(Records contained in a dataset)
-- Opening Marker --
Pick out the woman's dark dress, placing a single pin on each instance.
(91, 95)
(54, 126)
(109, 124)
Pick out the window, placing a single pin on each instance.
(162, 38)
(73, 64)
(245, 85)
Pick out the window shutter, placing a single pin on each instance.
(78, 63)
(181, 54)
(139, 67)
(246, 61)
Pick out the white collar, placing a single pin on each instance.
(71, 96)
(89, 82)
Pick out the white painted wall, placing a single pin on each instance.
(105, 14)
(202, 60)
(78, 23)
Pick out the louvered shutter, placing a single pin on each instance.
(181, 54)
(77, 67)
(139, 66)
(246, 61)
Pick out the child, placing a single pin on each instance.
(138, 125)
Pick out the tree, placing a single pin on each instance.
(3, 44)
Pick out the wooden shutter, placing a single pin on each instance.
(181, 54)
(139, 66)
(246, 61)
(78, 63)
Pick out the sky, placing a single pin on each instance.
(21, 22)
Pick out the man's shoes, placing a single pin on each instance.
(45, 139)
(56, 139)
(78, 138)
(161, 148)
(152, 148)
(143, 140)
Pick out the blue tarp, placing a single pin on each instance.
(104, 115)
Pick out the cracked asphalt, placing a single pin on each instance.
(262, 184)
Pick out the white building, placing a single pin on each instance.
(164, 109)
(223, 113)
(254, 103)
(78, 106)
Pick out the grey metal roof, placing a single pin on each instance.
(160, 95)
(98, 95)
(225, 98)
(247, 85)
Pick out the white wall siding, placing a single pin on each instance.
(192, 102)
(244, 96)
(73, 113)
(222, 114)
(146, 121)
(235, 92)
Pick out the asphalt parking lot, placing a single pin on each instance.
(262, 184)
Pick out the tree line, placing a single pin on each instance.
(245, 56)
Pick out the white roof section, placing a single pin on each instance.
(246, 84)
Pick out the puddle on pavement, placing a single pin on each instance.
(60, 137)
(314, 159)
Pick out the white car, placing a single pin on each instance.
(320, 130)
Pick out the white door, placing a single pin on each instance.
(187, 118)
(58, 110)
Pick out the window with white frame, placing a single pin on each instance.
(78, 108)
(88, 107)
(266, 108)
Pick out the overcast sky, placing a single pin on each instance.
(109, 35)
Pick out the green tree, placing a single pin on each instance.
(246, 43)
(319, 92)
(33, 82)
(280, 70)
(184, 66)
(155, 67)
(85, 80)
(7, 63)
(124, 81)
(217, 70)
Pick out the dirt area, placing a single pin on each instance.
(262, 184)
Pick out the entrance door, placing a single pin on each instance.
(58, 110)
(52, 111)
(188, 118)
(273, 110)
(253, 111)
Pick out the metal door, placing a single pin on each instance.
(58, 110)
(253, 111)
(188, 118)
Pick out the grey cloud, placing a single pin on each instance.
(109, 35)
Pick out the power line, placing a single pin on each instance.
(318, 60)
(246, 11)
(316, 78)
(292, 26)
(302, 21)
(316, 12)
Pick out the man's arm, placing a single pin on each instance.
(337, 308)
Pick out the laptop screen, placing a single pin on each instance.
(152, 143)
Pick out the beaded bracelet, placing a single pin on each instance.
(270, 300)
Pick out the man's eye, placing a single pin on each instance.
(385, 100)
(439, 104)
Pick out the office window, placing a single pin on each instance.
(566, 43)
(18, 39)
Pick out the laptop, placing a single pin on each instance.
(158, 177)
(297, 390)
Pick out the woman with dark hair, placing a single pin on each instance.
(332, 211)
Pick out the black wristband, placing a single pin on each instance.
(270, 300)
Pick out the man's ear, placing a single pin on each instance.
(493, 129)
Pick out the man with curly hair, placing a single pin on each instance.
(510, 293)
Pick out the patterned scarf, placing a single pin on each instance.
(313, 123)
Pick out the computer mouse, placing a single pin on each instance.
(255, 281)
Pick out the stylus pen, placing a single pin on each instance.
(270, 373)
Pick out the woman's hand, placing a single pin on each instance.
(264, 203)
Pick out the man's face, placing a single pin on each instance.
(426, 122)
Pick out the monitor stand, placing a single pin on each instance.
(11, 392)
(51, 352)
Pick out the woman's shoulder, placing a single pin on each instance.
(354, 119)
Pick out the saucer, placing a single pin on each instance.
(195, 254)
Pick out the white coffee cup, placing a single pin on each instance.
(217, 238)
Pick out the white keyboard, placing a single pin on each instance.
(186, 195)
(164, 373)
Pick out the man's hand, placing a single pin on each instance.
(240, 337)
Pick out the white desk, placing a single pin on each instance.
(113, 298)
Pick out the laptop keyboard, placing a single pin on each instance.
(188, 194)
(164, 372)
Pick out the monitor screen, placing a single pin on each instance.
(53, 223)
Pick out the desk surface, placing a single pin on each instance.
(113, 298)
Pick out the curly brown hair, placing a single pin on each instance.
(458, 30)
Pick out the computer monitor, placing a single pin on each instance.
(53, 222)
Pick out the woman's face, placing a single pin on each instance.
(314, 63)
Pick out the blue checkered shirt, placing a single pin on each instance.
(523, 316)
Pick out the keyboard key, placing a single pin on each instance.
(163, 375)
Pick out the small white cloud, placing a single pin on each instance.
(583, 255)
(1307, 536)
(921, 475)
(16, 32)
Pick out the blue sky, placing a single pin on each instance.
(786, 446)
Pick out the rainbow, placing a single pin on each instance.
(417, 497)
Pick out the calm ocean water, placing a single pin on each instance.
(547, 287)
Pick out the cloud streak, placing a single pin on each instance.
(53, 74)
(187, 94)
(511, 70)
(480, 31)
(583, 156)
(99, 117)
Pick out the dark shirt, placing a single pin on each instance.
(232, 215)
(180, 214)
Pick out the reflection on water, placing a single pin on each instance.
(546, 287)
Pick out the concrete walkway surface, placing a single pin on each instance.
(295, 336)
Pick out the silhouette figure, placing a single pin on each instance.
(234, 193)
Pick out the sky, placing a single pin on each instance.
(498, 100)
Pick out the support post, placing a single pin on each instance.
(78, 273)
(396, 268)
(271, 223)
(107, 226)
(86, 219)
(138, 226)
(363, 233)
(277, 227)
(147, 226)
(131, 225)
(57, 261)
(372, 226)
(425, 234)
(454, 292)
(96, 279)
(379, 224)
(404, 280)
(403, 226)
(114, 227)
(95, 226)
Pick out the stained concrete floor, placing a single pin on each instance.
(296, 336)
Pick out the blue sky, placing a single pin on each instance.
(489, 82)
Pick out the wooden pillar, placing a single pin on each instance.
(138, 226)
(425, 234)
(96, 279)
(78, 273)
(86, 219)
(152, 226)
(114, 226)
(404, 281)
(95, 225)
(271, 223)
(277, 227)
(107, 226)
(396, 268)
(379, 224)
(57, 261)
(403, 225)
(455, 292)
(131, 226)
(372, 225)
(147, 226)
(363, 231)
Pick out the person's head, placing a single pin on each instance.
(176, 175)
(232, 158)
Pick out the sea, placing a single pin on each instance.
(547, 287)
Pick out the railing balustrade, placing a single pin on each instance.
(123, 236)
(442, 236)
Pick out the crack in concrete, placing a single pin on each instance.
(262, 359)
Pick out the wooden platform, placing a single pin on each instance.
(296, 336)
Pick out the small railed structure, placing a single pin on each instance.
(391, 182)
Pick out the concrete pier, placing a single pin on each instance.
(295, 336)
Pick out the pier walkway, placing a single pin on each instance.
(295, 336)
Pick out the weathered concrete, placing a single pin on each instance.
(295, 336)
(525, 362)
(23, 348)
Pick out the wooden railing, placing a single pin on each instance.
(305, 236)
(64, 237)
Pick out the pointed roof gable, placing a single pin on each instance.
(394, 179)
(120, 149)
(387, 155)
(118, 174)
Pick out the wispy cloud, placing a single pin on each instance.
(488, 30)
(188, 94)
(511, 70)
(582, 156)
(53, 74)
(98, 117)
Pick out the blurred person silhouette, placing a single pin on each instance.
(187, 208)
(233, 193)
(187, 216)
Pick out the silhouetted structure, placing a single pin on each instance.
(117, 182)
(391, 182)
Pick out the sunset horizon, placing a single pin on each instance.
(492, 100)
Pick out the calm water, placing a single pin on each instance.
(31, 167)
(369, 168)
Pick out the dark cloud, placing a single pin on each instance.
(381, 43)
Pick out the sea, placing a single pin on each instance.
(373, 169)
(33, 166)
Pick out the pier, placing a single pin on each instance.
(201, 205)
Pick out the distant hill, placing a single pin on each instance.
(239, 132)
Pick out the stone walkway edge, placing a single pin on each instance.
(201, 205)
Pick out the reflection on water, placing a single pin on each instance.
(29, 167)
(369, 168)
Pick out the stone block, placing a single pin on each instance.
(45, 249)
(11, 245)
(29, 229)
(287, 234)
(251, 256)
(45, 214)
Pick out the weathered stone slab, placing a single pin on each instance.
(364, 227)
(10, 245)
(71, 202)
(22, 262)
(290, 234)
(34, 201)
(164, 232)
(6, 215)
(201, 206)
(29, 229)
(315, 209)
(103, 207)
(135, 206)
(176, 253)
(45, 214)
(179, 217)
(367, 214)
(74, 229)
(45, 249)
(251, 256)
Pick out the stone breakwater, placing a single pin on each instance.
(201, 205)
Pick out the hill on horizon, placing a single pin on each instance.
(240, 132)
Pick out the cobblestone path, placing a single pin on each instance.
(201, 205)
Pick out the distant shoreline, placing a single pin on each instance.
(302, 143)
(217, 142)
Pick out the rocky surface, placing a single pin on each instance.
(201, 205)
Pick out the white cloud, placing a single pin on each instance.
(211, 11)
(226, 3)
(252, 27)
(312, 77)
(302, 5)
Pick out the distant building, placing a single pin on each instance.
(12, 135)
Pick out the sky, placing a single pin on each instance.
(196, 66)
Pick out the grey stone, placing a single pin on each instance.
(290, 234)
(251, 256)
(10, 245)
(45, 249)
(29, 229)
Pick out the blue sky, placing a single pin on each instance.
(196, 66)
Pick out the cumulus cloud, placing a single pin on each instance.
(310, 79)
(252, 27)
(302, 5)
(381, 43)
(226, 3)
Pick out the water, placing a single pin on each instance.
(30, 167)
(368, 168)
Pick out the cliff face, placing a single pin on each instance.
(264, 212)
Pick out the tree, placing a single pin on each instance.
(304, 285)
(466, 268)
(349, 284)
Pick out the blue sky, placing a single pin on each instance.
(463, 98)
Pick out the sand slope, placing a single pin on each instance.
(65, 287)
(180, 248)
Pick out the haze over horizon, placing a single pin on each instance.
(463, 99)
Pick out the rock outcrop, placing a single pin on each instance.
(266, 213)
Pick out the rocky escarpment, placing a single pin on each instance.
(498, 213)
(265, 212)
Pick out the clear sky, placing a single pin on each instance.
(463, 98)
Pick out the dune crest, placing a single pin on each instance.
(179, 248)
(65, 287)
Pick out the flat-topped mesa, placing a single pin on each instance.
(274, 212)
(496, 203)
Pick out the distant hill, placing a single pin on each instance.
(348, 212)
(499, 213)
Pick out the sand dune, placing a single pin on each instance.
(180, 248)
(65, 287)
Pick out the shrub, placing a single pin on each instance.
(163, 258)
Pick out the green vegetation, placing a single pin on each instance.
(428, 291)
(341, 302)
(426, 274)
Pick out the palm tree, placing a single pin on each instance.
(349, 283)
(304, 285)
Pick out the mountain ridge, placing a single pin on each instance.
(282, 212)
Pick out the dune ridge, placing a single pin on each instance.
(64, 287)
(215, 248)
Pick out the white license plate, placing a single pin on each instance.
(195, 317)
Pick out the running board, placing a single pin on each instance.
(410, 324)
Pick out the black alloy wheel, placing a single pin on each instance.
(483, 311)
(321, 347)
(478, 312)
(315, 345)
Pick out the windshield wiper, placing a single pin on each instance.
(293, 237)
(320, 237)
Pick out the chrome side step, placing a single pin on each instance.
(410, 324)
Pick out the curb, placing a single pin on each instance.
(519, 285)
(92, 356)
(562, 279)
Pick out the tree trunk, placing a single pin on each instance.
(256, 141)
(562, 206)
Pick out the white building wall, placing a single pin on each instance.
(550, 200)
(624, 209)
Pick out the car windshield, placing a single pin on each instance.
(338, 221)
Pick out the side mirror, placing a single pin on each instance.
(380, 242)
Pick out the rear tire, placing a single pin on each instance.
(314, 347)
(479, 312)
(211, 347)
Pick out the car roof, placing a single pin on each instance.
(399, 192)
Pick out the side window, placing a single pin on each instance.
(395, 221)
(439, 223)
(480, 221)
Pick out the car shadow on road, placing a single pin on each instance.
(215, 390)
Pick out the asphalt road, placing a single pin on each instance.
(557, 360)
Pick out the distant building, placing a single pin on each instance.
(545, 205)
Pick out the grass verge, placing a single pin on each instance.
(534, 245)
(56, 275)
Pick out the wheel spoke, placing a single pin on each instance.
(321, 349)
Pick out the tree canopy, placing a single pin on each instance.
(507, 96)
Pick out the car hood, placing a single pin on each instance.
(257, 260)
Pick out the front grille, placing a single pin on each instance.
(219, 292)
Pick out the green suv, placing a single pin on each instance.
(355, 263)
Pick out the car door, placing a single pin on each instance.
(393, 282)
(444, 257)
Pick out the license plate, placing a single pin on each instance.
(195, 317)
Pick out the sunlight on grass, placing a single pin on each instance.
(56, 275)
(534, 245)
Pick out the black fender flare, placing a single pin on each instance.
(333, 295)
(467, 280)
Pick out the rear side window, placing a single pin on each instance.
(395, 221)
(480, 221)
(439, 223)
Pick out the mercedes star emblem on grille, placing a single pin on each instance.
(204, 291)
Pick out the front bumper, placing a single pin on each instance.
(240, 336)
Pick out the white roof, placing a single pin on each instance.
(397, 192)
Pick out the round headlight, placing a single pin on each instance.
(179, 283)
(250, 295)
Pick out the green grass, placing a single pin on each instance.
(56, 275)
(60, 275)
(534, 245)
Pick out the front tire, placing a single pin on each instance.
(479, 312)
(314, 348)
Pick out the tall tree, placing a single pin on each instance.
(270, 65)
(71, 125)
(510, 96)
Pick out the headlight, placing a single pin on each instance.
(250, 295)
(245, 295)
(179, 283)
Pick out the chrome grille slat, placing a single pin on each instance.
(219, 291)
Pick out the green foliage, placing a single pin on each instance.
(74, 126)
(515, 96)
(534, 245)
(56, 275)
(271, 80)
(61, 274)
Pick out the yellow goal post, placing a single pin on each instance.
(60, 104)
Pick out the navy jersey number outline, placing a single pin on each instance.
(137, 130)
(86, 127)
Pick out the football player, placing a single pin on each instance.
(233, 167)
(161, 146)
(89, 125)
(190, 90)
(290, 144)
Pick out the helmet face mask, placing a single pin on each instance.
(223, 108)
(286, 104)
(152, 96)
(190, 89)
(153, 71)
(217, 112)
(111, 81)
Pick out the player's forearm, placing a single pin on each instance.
-- Closing Marker --
> [Exercise directions] Write out the lines above exactly, but only from the one containing "Pick out the chrome grille" through the last one.

> [Answer box]
Pick out the chrome grille slat, placing a single pin on each instance.
(219, 291)
Pick out the green foliage, placing a single pin on each instance.
(74, 126)
(515, 96)
(534, 245)
(56, 275)
(271, 80)
(61, 274)
Pick out the yellow goal post, placing a single pin on each instance.
(60, 104)
Pick out the navy jersey number outline, placing a single pin on each instance.
(137, 130)
(86, 127)
Pick out the football player, placing a single pin on each instance.
(233, 167)
(161, 146)
(89, 125)
(190, 90)
(290, 144)
Pick out the helmet face mask, placing a single pin on each instance.
(223, 108)
(286, 104)
(152, 96)
(190, 89)
(153, 71)
(217, 112)
(111, 81)
Pick out the player's forearm, placing a single pin on each instance.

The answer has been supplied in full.